About this exercise: Using the records below, report how many lines hold "white", with no extra text.

● ● ● ● ●

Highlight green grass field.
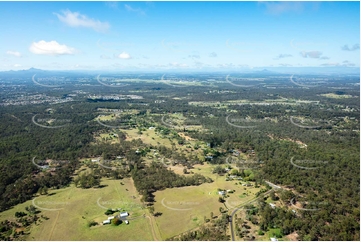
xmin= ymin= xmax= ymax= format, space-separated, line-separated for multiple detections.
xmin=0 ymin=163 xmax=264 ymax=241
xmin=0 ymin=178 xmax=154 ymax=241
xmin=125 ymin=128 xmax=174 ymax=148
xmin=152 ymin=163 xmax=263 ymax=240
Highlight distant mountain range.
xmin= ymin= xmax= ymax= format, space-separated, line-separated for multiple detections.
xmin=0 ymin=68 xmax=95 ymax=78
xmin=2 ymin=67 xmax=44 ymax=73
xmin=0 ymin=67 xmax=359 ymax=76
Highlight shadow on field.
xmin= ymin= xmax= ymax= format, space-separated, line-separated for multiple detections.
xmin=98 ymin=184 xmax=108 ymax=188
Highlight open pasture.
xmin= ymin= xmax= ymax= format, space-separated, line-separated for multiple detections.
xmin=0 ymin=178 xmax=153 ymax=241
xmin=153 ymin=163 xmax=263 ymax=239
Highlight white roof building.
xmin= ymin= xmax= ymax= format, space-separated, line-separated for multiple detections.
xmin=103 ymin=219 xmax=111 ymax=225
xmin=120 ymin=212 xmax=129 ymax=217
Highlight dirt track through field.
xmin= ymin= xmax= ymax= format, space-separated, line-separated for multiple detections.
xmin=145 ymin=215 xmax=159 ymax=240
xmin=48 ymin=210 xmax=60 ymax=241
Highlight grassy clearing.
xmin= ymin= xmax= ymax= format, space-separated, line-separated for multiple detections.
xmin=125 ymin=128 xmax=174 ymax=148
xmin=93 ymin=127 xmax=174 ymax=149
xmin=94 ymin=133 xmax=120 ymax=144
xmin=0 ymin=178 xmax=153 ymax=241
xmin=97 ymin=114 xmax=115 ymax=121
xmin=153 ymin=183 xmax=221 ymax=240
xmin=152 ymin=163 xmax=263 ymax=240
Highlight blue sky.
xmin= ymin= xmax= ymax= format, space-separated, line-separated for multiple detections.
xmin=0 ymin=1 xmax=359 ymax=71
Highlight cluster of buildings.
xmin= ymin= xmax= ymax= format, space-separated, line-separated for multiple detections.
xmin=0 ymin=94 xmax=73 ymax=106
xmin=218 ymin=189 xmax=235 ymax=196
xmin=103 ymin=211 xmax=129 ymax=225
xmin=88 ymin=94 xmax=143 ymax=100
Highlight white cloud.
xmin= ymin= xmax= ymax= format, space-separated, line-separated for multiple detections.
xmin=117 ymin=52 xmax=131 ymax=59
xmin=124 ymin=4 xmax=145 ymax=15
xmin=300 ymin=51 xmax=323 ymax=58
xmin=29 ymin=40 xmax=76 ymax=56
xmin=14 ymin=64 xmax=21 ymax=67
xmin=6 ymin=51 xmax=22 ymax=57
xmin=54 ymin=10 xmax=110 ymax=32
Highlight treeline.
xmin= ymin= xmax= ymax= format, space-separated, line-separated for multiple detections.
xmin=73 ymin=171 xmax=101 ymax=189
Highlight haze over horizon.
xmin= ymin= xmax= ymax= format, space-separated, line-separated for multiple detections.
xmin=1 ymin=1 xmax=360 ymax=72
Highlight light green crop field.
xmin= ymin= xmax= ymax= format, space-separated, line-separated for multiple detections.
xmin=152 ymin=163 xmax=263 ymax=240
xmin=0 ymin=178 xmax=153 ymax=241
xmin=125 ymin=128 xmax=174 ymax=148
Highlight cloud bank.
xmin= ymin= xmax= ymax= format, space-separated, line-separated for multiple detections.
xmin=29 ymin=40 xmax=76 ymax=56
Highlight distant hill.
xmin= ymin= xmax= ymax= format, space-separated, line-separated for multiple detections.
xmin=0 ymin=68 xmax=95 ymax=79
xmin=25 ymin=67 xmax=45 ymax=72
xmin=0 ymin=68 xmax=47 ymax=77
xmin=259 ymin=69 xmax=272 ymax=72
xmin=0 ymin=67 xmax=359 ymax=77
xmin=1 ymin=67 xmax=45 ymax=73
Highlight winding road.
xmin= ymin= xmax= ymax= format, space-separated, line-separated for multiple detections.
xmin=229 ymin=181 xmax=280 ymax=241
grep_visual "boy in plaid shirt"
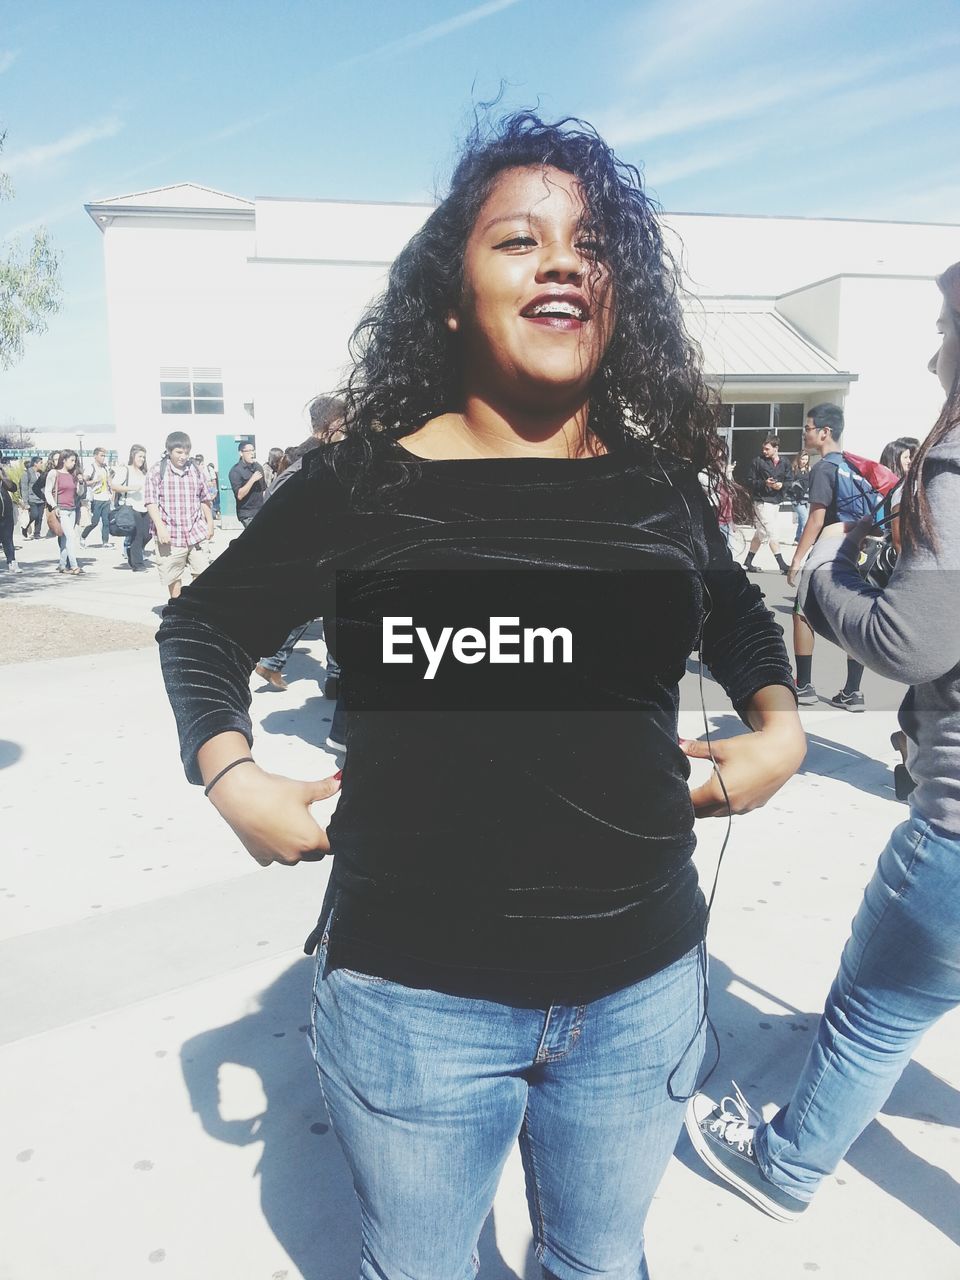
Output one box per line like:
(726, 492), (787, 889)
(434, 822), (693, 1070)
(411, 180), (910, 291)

● ● ● ● ●

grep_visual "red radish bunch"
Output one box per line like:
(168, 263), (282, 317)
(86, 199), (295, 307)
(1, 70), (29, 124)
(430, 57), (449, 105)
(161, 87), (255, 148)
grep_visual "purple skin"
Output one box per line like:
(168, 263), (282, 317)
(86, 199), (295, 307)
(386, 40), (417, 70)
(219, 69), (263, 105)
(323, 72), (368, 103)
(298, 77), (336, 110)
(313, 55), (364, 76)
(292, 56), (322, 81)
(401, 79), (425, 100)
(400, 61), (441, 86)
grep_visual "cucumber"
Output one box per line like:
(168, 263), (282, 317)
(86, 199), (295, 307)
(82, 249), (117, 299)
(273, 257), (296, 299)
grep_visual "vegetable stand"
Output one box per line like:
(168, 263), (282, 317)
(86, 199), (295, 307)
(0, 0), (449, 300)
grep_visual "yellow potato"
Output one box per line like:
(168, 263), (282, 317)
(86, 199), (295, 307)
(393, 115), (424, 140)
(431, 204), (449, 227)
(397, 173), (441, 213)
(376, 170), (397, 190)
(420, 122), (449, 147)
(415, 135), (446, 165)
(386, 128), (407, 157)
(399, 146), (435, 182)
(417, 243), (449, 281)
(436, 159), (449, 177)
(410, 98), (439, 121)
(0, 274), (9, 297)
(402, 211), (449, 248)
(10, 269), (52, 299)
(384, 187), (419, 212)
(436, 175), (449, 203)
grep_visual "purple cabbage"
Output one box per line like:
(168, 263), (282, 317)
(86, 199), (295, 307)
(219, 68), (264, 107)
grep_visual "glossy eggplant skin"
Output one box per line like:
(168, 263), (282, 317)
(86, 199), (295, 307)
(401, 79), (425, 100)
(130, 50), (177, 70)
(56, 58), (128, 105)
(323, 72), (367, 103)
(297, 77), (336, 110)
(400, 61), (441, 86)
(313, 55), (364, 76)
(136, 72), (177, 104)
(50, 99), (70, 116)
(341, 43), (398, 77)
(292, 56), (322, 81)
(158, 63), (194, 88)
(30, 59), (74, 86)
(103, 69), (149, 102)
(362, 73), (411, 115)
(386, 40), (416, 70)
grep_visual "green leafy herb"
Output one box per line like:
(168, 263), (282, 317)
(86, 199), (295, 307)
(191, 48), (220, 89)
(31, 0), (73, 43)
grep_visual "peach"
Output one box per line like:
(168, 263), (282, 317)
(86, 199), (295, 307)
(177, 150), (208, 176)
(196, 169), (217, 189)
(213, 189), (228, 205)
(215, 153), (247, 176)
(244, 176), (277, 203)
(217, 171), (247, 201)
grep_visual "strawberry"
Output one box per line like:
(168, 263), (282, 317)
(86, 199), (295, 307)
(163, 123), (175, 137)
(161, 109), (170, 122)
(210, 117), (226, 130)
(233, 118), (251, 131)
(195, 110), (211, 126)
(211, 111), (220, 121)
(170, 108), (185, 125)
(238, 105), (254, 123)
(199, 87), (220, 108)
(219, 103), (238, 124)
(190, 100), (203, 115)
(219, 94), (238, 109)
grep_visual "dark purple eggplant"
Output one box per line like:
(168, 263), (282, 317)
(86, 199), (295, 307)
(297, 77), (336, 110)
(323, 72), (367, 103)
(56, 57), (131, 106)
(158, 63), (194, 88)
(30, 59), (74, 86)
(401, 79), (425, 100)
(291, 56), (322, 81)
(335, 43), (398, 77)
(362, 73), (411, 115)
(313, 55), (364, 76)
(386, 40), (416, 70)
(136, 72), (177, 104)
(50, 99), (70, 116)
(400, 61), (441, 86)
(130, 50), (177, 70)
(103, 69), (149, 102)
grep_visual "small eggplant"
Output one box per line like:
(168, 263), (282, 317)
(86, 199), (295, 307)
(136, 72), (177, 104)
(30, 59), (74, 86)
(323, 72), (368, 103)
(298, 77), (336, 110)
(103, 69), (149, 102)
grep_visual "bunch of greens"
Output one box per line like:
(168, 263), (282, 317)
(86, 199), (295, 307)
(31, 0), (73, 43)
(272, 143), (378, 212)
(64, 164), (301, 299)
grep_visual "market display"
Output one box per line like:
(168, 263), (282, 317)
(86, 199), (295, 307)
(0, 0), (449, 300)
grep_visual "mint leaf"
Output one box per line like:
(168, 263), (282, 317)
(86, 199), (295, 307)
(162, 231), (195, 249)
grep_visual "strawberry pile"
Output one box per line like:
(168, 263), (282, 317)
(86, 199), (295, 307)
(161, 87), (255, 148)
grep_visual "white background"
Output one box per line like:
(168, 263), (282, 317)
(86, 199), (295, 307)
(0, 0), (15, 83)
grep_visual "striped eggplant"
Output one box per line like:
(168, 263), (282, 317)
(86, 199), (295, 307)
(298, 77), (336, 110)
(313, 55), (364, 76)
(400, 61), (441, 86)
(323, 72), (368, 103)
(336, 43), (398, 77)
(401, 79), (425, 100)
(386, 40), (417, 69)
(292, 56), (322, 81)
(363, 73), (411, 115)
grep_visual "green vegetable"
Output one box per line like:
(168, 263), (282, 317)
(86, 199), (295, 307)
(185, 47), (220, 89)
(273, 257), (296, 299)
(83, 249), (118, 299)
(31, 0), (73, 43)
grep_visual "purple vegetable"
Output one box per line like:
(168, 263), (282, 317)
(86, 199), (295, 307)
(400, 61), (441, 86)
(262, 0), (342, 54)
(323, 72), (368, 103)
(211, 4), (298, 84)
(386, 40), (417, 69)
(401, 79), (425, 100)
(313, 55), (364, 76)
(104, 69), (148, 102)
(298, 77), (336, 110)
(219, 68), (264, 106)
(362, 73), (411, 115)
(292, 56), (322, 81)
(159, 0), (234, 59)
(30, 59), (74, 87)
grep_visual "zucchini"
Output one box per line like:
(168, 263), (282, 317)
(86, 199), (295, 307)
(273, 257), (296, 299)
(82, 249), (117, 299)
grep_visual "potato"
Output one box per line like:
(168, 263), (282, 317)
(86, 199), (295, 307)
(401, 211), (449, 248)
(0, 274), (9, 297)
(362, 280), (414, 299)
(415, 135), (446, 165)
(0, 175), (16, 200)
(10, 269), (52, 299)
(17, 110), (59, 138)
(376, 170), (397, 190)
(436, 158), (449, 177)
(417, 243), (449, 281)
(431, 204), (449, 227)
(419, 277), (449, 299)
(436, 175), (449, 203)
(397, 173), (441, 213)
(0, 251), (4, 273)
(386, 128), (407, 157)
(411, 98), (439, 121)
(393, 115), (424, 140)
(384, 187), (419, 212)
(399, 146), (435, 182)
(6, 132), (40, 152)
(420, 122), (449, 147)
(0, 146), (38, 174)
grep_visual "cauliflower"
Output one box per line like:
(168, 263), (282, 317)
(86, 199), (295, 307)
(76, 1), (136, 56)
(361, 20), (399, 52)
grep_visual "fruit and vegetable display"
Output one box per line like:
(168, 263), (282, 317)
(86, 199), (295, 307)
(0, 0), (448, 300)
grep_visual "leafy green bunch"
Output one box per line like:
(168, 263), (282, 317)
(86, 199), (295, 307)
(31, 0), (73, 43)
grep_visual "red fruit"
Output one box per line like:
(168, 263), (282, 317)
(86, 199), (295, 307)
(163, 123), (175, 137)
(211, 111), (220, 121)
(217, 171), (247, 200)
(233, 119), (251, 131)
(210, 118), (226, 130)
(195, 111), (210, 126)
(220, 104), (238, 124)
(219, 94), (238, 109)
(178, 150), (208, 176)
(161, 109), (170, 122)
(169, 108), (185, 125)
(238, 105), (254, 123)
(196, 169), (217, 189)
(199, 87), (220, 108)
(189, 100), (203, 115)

● ● ● ● ●

Solved problem: 3